** TEXT PASSAGE **
*** Begin section ***

This repository showcases a basic-level bioinformatics project focused on gene expression analysis using R. The analysis uses the "airway" dataset to explore differentially expressed genes, generate visualizations, and perform GO enrichment analysis. The project demonstrates various R techniques and packages, including DESeq2, ggplot2, pheatmap, and clusterProfiler.
To run this project, you'll need to install the necessary R packages. The following script installs the required packages:
if (!requireNamespace("BiocManager", quietly = TRUE))
install.packages("BiocManager")
BiocManager::install(c("airway", "DESeq2", "ggplot2", "pheatmap", "EnhancedVolcano", "clusterProfiler", "org.Hs.eg.db", "AnnotationDbi"))The airway dataset is loaded and transformed into a dataframe. Gene names are added as a new column for better clarity.
A boxplot is generated to visualize the expression distribution across samples using ggplot2. A heatmap is created using the top 50 most variable genes to explore gene expression patterns.

*** End section ***

** WORK TO COMPLETE **
**A.** Answer these about the gene expression project description:
(i) Which dataset does the analysis use?
(ii) What is added to the dataframe as a new column?
(iii) How many genes go into the heatmap, and how are they chosen?
**B.** Extend the gene expression project description past its last sentence.
You won't need the records.

** DATA FOR ANALYSIS **

*** Begin section ***

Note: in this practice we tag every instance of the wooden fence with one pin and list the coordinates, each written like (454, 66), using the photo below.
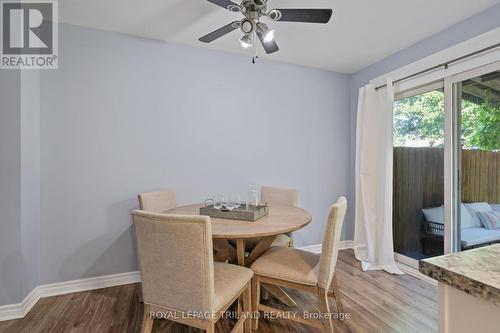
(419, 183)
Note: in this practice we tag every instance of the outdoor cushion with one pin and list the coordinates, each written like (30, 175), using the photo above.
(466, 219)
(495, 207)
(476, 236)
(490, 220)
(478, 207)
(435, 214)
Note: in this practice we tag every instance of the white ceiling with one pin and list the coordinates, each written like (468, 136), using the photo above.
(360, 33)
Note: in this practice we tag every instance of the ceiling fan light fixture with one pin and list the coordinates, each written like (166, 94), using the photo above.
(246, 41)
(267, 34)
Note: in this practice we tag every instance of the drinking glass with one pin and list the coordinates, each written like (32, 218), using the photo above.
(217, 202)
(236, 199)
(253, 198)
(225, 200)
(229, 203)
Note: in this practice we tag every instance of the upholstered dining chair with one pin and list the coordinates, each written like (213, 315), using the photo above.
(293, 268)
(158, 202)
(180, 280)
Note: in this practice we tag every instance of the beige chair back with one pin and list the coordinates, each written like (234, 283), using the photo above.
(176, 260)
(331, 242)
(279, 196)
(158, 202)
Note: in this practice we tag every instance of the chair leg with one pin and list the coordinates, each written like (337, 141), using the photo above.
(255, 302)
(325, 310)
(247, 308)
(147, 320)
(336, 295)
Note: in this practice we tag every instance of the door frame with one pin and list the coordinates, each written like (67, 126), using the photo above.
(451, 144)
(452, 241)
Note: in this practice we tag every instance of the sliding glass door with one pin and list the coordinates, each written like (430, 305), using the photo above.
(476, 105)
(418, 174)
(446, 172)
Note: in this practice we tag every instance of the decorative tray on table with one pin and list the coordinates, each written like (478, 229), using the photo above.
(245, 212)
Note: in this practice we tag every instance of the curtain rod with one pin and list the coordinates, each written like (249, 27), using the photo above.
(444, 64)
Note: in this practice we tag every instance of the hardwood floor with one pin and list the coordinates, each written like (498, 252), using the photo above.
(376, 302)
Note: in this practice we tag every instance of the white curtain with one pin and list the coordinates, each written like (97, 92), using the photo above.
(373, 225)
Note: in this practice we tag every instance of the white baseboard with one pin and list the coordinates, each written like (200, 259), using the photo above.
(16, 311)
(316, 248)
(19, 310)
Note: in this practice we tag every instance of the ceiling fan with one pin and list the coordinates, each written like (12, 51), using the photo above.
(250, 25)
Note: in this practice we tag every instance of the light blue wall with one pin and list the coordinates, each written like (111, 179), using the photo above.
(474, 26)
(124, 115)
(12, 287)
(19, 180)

*** End section ***
*** Begin section ***

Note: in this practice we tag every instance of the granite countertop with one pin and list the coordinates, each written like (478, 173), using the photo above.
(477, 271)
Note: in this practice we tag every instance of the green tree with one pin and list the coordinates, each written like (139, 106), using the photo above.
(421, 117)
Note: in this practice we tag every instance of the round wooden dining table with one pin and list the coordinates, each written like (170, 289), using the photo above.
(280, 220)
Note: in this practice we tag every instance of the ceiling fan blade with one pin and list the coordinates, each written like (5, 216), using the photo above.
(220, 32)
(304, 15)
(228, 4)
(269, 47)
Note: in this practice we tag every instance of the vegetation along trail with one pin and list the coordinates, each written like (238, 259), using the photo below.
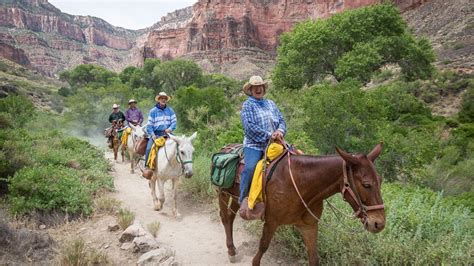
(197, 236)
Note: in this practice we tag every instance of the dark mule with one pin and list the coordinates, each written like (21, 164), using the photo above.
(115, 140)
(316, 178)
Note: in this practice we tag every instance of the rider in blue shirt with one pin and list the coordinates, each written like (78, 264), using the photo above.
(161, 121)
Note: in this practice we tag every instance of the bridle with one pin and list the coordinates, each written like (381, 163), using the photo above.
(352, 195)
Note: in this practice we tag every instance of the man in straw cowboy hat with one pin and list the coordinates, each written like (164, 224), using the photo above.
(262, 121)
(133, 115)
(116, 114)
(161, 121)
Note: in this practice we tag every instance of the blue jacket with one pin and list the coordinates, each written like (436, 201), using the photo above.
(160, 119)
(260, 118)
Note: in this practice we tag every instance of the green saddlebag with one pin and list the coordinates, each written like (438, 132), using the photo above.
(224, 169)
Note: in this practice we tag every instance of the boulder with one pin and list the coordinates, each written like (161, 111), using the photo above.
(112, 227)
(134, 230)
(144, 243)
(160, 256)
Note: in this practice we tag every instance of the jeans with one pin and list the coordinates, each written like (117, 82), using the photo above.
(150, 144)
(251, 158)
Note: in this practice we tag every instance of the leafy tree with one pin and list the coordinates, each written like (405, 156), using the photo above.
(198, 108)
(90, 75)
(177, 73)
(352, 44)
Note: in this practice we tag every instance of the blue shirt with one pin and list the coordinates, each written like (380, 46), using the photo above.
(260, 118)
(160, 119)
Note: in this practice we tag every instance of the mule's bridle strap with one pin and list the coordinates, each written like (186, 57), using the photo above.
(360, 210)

*** End section ***

** EXPECTED RESPONSES **
**A.**
(i) The "airway" dataset.
(ii) Gene names.
(iii) The top 50 most variable genes.

**B.**
DESeq2 is used to perform differential expression analysis between treated and control groups.
A volcano plot is created using the EnhancedVolcano package to visualize differentially expressed genes.
Gene symbols are mapped from Ensembl IDs. GO enrichment analysis is performed using the clusterProfiler package, specifically focusing on Biological Processes.
The volcano plot highlights significant differentially expressed genes. A GO enrichment bar plot and dot plot are generated to explore the enriched biological processes for the differentially expressed genes.
The project can be expanded to include more complex datasets. Additional statistical tests and analyses could be integrated for a deeper exploration of gene expression data.